DIRECTIONS:
1. List every tool that the RAG tutorial names as part of its stack, along with the role it gives each one.
2. According to the RAG tutorial, why does it assume a 4 vCPU / 16 GB RAM server, and when can you drop to 4 GB?
3. Reproduce the stretch of the RAG tutorial from "This is a hands-on" through "it your own.".

TEXT FOR ANALYSIS:
*** Begin section ***

Build a Private RAG System on a VPS: A Step-by-Step Tutorial
Provision a VPS, run Ollama and a vector store, and ship a working private RAG API — every command included.
This is a hands-on tutorial: by the end you’ll have a private RAG system running on a single VPS, answering questions about your own documents, with nothing leaving your server. We provision the box, install Ollama and pull a model, stand up a vector store, build the ingestion → chunk → embed → store pipeline, wire retrieval and generation with LlamaIndex, and expose the whole thing behind a FastAPI endpoint. If you want the conceptual background first — what RAG is and why you’d self-host it — read the Self-Hosted RAG complete guide. This page is the how-to.
Every command below is real and runnable. The only things you’ll change are your domain, your documents, and your model picks.
▶ Run it yourself — aquila-starter is the one-command, fully self-hosted version of this guide: Ollama + Qdrant + FastAPI via
docker compose up. Fork it and make it your own.
What you’ll build
A request hits your FastAPI endpoint with a question. The API embeds the question locally, asks the vector store for the most relevant chunks of your documents, stuffs those chunks into a prompt, and sends it to a local LLM for the answer — returned with citations. No managed embedding API, no hosted vector database, no third party in the loop.
[Your docs] -> ingest -> chunk -> embed (Ollama) -> store (Qdrant)
|
HTTP request -> FastAPI -> embed query -> retrieve --+--> LLM (Ollama) -> answer + sources
The stack: Ollama (embeddings + generation), Qdrant (vector store), LlamaIndex (orchestration), FastAPI (the API). All open-source, all on one box.
Step 0 — Size and provision the VPS
You do not need a GPU to run this. What you run locally decides the spec.
| What you run locally | Recommended VPS | Notes |
|---|---|---|
| Embeddings + vector store, cloud LLM for generation only | 2 vCPU / 4 GB RAM (~$20–30/mo) | The sweet spot. Tens of thousands of chunks, snappy retrieval. |
| Everything local incl. a 7–8B chat model on CPU | 4 vCPU / 16 GB RAM | Works, but generation is multi-second. Fine for internal tools. |
| Everything local with a consumer GPU | GPU instance (12–24 GB VRAM) | Fast local generation; different cost tier — see the cost breakdown. |
A 2 vCPU / 4 GB box runs about $24/mo on a DigitalOcean Basic Droplet, or roughly €4–8/mo on Hetzner (CX23/CPX22 class) as of June 2026. For this tutorial we’ll assume 4 vCPU / 16 GB RAM so you can optionally run a local chat model too; drop to 4 GB if you’ll use a cloud LLM only for generation.

*** End section ***

RECORD EXTRACTS:
*** Begin section ***

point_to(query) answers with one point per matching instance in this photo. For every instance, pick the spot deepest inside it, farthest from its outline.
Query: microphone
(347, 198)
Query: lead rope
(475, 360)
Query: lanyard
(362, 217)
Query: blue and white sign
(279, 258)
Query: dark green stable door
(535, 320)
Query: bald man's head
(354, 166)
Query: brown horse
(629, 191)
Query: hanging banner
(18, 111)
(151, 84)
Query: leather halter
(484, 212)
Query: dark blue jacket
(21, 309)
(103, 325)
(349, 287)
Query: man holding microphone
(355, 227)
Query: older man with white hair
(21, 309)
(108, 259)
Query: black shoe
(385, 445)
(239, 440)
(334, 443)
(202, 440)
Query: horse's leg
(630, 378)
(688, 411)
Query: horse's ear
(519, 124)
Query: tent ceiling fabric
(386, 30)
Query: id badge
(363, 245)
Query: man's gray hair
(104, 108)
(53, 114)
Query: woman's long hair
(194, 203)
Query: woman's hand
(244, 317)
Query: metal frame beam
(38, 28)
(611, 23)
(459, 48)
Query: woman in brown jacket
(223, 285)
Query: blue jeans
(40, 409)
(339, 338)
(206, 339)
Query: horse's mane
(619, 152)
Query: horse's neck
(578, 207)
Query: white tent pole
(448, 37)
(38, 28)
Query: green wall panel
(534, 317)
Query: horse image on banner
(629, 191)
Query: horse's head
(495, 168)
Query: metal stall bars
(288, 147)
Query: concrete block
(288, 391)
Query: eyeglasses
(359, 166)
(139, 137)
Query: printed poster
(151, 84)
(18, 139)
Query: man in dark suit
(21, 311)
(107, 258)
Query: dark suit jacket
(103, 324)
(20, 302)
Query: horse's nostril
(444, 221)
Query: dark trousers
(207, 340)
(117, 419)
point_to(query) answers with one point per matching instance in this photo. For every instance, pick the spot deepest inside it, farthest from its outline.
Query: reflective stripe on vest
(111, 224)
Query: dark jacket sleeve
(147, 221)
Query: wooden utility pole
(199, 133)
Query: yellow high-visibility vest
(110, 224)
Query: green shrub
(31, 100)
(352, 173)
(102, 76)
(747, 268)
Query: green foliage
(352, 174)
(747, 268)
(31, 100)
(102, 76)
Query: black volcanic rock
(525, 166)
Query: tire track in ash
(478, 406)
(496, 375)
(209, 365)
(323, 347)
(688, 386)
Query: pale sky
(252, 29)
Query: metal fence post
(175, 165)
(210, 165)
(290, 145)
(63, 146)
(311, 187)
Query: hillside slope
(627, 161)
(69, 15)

*** End section ***

REPLIES:
1. Ollama (embeddings + generation), Qdrant (vector store), LlamaIndex (orchestration), and FastAPI (the API).

2. It assumes 4 vCPU / 16 GB RAM so that you can also run a local chat model if you choose. You can drop to 4 GB if you will use a cloud LLM only for generation.

3.
This is a hands-on tutorial: by the end you’ll have a private RAG system running on a single VPS, answering questions about your own documents, with nothing leaving your server. We provision the box, install Ollama and pull a model, stand up a vector store, build the ingestion → chunk → embed → store pipeline, wire retrieval and generation with LlamaIndex, and expose the whole thing behind a FastAPI endpoint. If you want the conceptual background first — what RAG is and why you’d self-host it — read the Self-Hosted RAG complete guide. This page is the how-to.
Every command below is real and runnable. The only things you’ll change are your domain, your documents, and your model picks.
▶ Run it yourself — aquila-starter is the one-command, fully self-hosted version of this guide: Ollama + Qdrant + FastAPI via
docker compose up. Fork it and make it your own.